+++ TEXT UNDER STUDY

The secret facility that I work in has holes in the ceiling. We don't know how to get them fixed.
We tried asking the government to fix it, once. We told them that the holes in the older parts of the facility had gotten large enough to fit birds through, and that birds were getting through, and that, perhaps, a Soviet Spy could fit through as well.
After all, it is well known that Soviet Spies and pigeons are approximately the same diameter.
Our hope was that that this vague and nonsensical threat would put a little fire under Uncle Sam's feet. If the fed couldn't be bothered to give a shit about the giant gaping holes in the roof of our facility, perhaps they could be persuaded to give a shit about... Soviet Spies.
This attempt at manipulation 100% blew up in our faces.
See, the government does not need to be persuaded to give a shit about Soviet Spies. It still wakes up most nights, drenched in cold sweat, terrified and confident that a Soviet Spy is hiding in their nightstand. If it sees a rock on the ground, it flips it over, pistol drawn, ready to shoot the Soviet Spy it fully expects to slither out from underneath. Which is to say: The government is crazy. So when we dropped those two words - inflitration risk - in the repair request, they came in guns-a-blazin'.
Does that mean that they fixed the roof? Of course not. Don't be stupid. No, instead of performing basic maintenance, they installed a state of the art alarm system throughout the facility - lasers, sonar, the works - and told us to always be on the guard. Because of the roof holes.
Then they left.
So now we had an extremely good alarm system... and birds. Which have combined in incredibly obvious and predictable ways to produce an unending fountain of problems.
For Example: About once a month, someone gets called in by the local airforce dispatch because AAAAAAAAAAA a Spy is in the Rad Lab! We're all gonna die! Except every time, it's a bird. And I get why we have to check, but every time, the dispatcher is panicked and the person going out has to be like listen, listen: It's a bird. It's always a bird. It's been a bird every month for the last fifteen years. It will be a bird next month. All this stress? Bad for your heart.
Second Example: Sometimes, birds get in while we're actually working. And when it's in the morning, you know, it's a nuisance, and it stops testing (we are not going to risk irradiating a bird) but it's not an all-hands-on-deck situation because it doesn't take ten hours to get a bird out. But surprisingly often, the bird gets in riiiiight at closing time, and in that situation, everyone goes feral because nobody can leave until the alarm is set, and we cannot set the alarm while the bird is there, because the bird would immediately trigger it and then we'd have to stay another 4 hours to confirm that it was not a Soviet Bird.
So in order to go home, everyone's top priority is Get That Bird. And we have a system for it.
Step 1: The test stands tend to be located in rooms with 30+ foot ceilings. We can't catch birds in places like that - so we have to lure the bird into the relatively low ceilinged (8 feet only) upper offices.
We do this by turning all the lights off in the test rooms, then putting floodlights by the exits. I don't know why this works - some kind of evolutionary brain fragment shared by both Bugs and Birds - but work it does. The birds almost always follow after the lights. From there, itâs just two guys moving the floodlight and a third guy to turn off the lights.

++++++
+++ PROVIDED DATA

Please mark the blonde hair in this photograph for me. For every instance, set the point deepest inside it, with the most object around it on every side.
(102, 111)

++++++

## PROBLEM STATEMENT
Answer these questions using the account of the facility's roof holes.
1. What did the government install instead of fixing the roof?
2. About how often does someone get called in by the local airforce dispatch?
3. How high are the ceilings in the upper offices?

## OUTPUT
1. A state of the art alarm system throughout the facility, with lasers and sonar.
2. About once a month.
3. 8 feet.